Would you return the listing that follows exactly, leaving its pictures behind?

--- PROVIDED RECORDS Enclosed Below ---

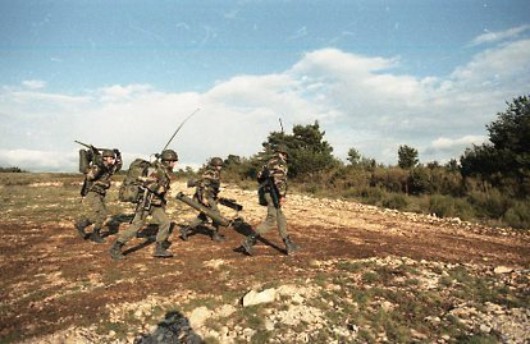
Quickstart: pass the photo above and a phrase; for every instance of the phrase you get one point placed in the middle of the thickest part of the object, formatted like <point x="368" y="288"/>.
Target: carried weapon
<point x="230" y="203"/>
<point x="91" y="147"/>
<point x="144" y="204"/>
<point x="207" y="211"/>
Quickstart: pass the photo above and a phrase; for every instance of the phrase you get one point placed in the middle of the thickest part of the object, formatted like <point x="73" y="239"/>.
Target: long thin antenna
<point x="180" y="126"/>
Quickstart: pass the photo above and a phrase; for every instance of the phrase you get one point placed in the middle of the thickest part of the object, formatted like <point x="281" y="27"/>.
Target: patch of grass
<point x="370" y="277"/>
<point x="261" y="337"/>
<point x="352" y="266"/>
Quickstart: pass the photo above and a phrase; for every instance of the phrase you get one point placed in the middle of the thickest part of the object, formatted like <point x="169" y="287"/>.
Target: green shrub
<point x="491" y="204"/>
<point x="396" y="201"/>
<point x="446" y="206"/>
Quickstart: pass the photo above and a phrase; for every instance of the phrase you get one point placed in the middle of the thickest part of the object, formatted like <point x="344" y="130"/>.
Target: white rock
<point x="198" y="316"/>
<point x="255" y="298"/>
<point x="502" y="270"/>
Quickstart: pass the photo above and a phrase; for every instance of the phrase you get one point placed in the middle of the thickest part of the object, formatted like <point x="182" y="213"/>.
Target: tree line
<point x="489" y="182"/>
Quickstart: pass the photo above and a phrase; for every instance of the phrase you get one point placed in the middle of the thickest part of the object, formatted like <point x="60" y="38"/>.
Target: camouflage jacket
<point x="278" y="169"/>
<point x="208" y="185"/>
<point x="98" y="177"/>
<point x="157" y="181"/>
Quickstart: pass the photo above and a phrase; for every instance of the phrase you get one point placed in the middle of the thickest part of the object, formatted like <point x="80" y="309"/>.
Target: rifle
<point x="144" y="203"/>
<point x="158" y="155"/>
<point x="207" y="211"/>
<point x="268" y="184"/>
<point x="230" y="203"/>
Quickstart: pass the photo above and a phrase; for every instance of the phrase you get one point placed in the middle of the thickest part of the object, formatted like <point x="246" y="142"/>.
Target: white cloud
<point x="493" y="37"/>
<point x="360" y="101"/>
<point x="34" y="84"/>
<point x="37" y="160"/>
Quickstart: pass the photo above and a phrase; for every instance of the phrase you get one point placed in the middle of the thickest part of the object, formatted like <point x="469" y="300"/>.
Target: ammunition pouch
<point x="85" y="188"/>
<point x="261" y="196"/>
<point x="129" y="193"/>
<point x="100" y="188"/>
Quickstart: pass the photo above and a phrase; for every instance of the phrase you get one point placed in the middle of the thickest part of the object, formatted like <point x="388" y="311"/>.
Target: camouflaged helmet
<point x="216" y="161"/>
<point x="169" y="155"/>
<point x="281" y="148"/>
<point x="108" y="153"/>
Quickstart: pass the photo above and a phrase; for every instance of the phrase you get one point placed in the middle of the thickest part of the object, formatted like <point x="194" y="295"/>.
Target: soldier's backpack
<point x="130" y="188"/>
<point x="88" y="157"/>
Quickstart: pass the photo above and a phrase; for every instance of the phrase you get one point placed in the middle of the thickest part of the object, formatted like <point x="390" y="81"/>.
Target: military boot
<point x="216" y="236"/>
<point x="184" y="232"/>
<point x="249" y="242"/>
<point x="115" y="250"/>
<point x="166" y="243"/>
<point x="80" y="226"/>
<point x="290" y="246"/>
<point x="96" y="236"/>
<point x="161" y="251"/>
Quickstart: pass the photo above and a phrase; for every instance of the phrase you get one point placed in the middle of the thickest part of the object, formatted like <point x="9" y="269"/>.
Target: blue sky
<point x="375" y="74"/>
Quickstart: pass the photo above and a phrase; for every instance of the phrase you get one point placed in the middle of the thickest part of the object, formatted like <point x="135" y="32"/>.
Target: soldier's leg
<point x="186" y="231"/>
<point x="126" y="235"/>
<point x="100" y="215"/>
<point x="271" y="219"/>
<point x="164" y="224"/>
<point x="290" y="246"/>
<point x="216" y="236"/>
<point x="262" y="228"/>
<point x="87" y="216"/>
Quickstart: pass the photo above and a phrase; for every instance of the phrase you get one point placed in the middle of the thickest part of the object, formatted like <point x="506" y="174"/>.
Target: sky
<point x="375" y="74"/>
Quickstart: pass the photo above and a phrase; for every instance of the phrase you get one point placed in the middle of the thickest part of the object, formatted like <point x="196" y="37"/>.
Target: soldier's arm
<point x="93" y="172"/>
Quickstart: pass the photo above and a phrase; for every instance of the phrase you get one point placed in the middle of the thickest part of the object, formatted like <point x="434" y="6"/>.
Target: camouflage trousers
<point x="274" y="216"/>
<point x="159" y="216"/>
<point x="203" y="219"/>
<point x="94" y="209"/>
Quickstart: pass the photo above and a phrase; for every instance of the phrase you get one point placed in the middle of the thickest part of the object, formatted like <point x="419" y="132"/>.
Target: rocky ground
<point x="363" y="275"/>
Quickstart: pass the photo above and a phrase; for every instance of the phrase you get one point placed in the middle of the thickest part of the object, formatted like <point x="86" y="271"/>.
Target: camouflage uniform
<point x="97" y="182"/>
<point x="272" y="192"/>
<point x="206" y="193"/>
<point x="157" y="184"/>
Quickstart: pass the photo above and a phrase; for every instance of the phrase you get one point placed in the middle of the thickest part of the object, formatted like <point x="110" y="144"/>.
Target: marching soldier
<point x="97" y="182"/>
<point x="155" y="187"/>
<point x="206" y="192"/>
<point x="272" y="193"/>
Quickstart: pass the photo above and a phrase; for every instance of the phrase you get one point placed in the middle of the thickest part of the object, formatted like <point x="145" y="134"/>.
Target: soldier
<point x="272" y="193"/>
<point x="155" y="185"/>
<point x="207" y="189"/>
<point x="97" y="181"/>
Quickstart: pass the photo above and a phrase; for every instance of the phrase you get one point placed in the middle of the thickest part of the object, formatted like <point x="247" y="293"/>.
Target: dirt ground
<point x="51" y="279"/>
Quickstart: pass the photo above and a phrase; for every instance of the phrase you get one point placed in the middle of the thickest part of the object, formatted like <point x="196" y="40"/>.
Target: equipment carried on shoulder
<point x="94" y="156"/>
<point x="207" y="211"/>
<point x="230" y="203"/>
<point x="267" y="185"/>
<point x="130" y="190"/>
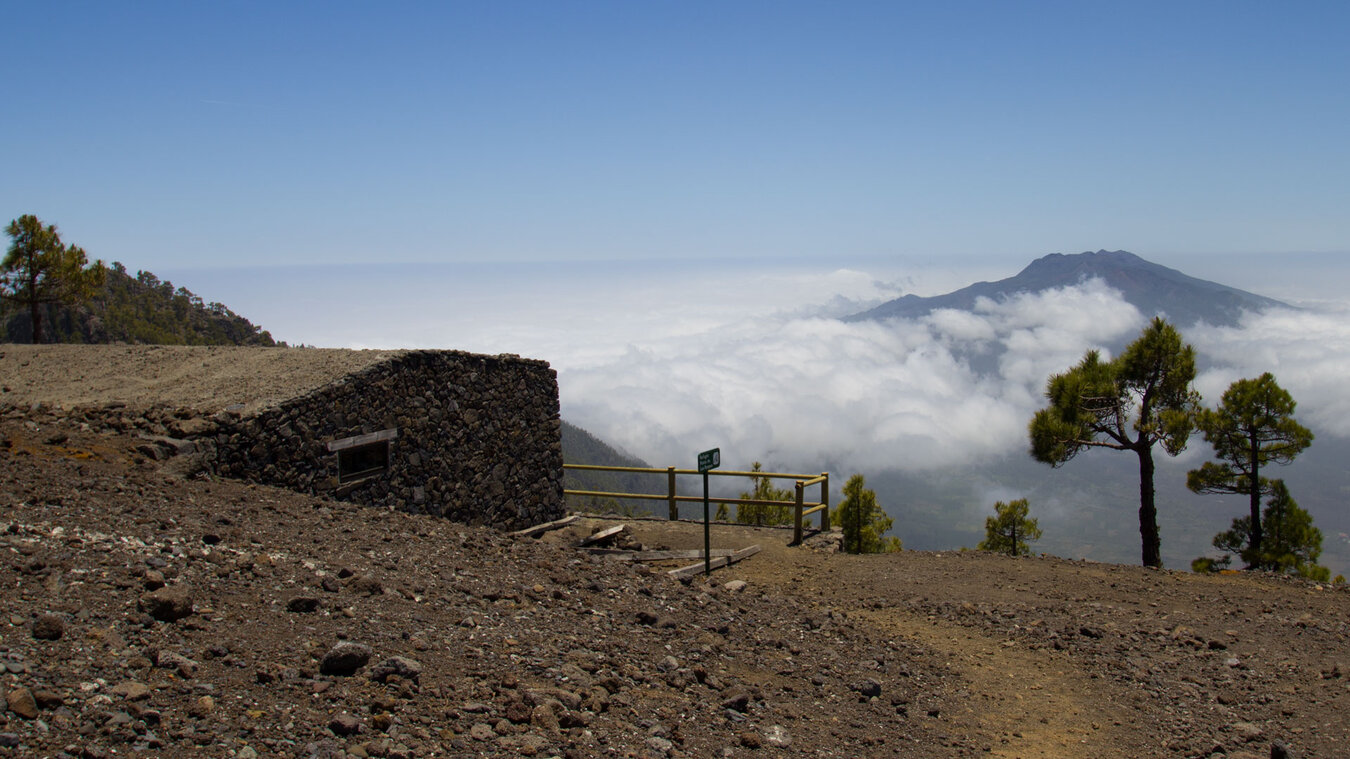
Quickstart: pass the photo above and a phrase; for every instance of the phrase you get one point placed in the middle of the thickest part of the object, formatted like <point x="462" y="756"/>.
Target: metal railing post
<point x="825" y="501"/>
<point x="797" y="521"/>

--- End of Enclosed PROVIDED RECORDS ---

ANSWER TO THIS PROBLEM:
Quickstart: pass the photo above and a phrase; for every instance of the phrase you get one point placed in the middle of the thickest part of the object, formatted like <point x="368" y="288"/>.
Target: carried weapon
<point x="230" y="203"/>
<point x="91" y="147"/>
<point x="144" y="204"/>
<point x="207" y="211"/>
Quickstart: pass the photo above and a phrase; for every instance of the phrase you get one point placed in the middle of the thickest part of the object, formatted like <point x="73" y="239"/>.
Target: long thin antenna
<point x="180" y="126"/>
Quickstart: pass the photo above and a phrase; for every instance of the phrase you get one point placed in the middle of the thickest part of the object, formatted like <point x="281" y="27"/>.
Target: patch of grass
<point x="370" y="277"/>
<point x="261" y="337"/>
<point x="352" y="266"/>
Quickstart: pass the photo above and a phrase; for every instance of the phrase you get one point placed in the middle of the thickest part of the object, formatted like <point x="169" y="287"/>.
Target: green shrub
<point x="491" y="204"/>
<point x="396" y="201"/>
<point x="446" y="206"/>
Quickstart: pass the photo above and a phrase; for every instance of the phrase you get one point placed in the middle of the thickest part of the object, formatted like <point x="344" y="130"/>.
Target: white rock
<point x="198" y="316"/>
<point x="255" y="298"/>
<point x="502" y="270"/>
Quickstart: pass the photo above and a phrase; for every instance of the phrase you get one point placed in the middle of the thickest part of the object, formatted like <point x="182" y="213"/>.
Target: tree line
<point x="489" y="182"/>
Quickstart: pass the photo above and a phrase; for every instance of the phrase you get one point placed in the middle of the thickest part of the object, formatted like <point x="60" y="38"/>.
Target: camouflage jacket
<point x="278" y="169"/>
<point x="208" y="185"/>
<point x="98" y="177"/>
<point x="157" y="181"/>
Quickstart: pass the photo above and a phrase; for every instance of the phrase you get one point placed in the middle of the thickest part of the object, formatted like <point x="80" y="309"/>.
Target: rifle
<point x="144" y="203"/>
<point x="158" y="155"/>
<point x="207" y="211"/>
<point x="268" y="184"/>
<point x="230" y="203"/>
Quickstart: pass the photo above and a phrase; for every instance of the phrase you get one point placed in the middle of the thickest part of the object, formatted like <point x="246" y="142"/>.
Target: white cloud
<point x="493" y="37"/>
<point x="360" y="101"/>
<point x="34" y="84"/>
<point x="37" y="160"/>
Quickstart: pass the photo above and a phrase; for every instance of the phrase you get one point placed in the middle of the thickest part of the object, formatted like <point x="469" y="300"/>.
Target: ammunition pouch
<point x="85" y="188"/>
<point x="261" y="196"/>
<point x="129" y="193"/>
<point x="100" y="188"/>
Quickstart: pass the photo above and a phrase; for every instance of the phrase you get one point placed in the middle of the thickest part of the object, formatted like <point x="388" y="311"/>.
Target: camouflaged helmet
<point x="216" y="161"/>
<point x="169" y="155"/>
<point x="281" y="148"/>
<point x="108" y="153"/>
Quickstart: pass the photo above and a phrase; for every instance of the phrase you get one point placed in the middle of the thickest part of the object, formatted like <point x="194" y="295"/>.
Target: soldier's backpack
<point x="130" y="188"/>
<point x="88" y="157"/>
Quickstart: pass the photo above and a phrase; for every instance of the phrase you get one point placed in the middle of the thickest part of the object, formatted like <point x="390" y="81"/>.
Target: military boot
<point x="216" y="236"/>
<point x="184" y="232"/>
<point x="249" y="242"/>
<point x="115" y="250"/>
<point x="166" y="243"/>
<point x="80" y="226"/>
<point x="290" y="246"/>
<point x="96" y="236"/>
<point x="161" y="251"/>
Quickstart: pass the photo above and a phrase; for every instance of the phrase you get one point placed in the middle of the thickest part of the object, formatted like <point x="9" y="269"/>.
Target: blue sky
<point x="375" y="74"/>
Quickstart: pass the photo above and a phrase; for every instance of the phrase you get one point placed in the middle of the thickest part of the object, formatted like <point x="135" y="32"/>.
Target: soldier's leg
<point x="186" y="231"/>
<point x="126" y="235"/>
<point x="100" y="215"/>
<point x="271" y="219"/>
<point x="164" y="224"/>
<point x="290" y="246"/>
<point x="216" y="236"/>
<point x="262" y="228"/>
<point x="87" y="216"/>
Quickstart: pass the photo above and a phrase; for every instance of the phrase you get one point placed in the middle of the thickest part of the object, formatted like <point x="506" y="174"/>.
Target: sky
<point x="375" y="74"/>
Quickstart: pass the photo above and a phrase; for every instance of the phrase you get one point placed in the middle of the thickest part of the object, formatted like <point x="196" y="37"/>.
Target: soldier's arm
<point x="93" y="172"/>
Quickstart: pass the photo above and a phrase; for every instance of the phrase you get one point placed in the middle of the thickest part of the object, formatted like <point x="434" y="6"/>.
Target: camouflage trousers
<point x="274" y="216"/>
<point x="159" y="216"/>
<point x="203" y="219"/>
<point x="94" y="209"/>
Quickstart: pass the photo above and a phrase; for every instance of the phrase you get one point placed in the middle of the thickest part of the object, formatted like <point x="419" y="132"/>.
Target: rocky ground
<point x="363" y="275"/>
Quickstart: pass the photo above and a phrase; for every instance of the phrase you get one point placed in the middle of the thickest part of the object, formatted like <point x="86" y="271"/>.
Target: camouflage uniform
<point x="97" y="182"/>
<point x="272" y="192"/>
<point x="206" y="193"/>
<point x="157" y="184"/>
Quickstart: pass the photo above and a phrase; for every instance of the phrase you get one point placed in the middle of the thickest part of the object, formatted like <point x="110" y="144"/>.
Target: marching soldier
<point x="97" y="182"/>
<point x="155" y="187"/>
<point x="206" y="192"/>
<point x="272" y="193"/>
Quickstart: pass the photo above and a phrase; for every instance of the phrase you get one point placed in the middle of the thickest part of the object, formatted like <point x="145" y="134"/>.
Target: soldier
<point x="272" y="193"/>
<point x="155" y="185"/>
<point x="207" y="189"/>
<point x="97" y="181"/>
Quickstart: pass the photo above and a phrase; for every instance of the phrase you get one point placed in the middle of the thickest part of the object, formatted like <point x="247" y="293"/>.
Target: dirt ground
<point x="51" y="279"/>
Quickstart: pass the photo above and a phrase; for every instance of the phrase you get one point placed in the middle of the thickest part of the object, formatted like <point x="196" y="40"/>.
Target: equipment carried on shoulder
<point x="94" y="156"/>
<point x="207" y="211"/>
<point x="230" y="203"/>
<point x="267" y="185"/>
<point x="130" y="190"/>
Quickstart: pass the photo above and a phrase; for every instance of the phrase you get one point placed in the middle of the thickest part of the object, formatted like <point x="462" y="756"/>.
Target: metal railing post
<point x="825" y="501"/>
<point x="797" y="521"/>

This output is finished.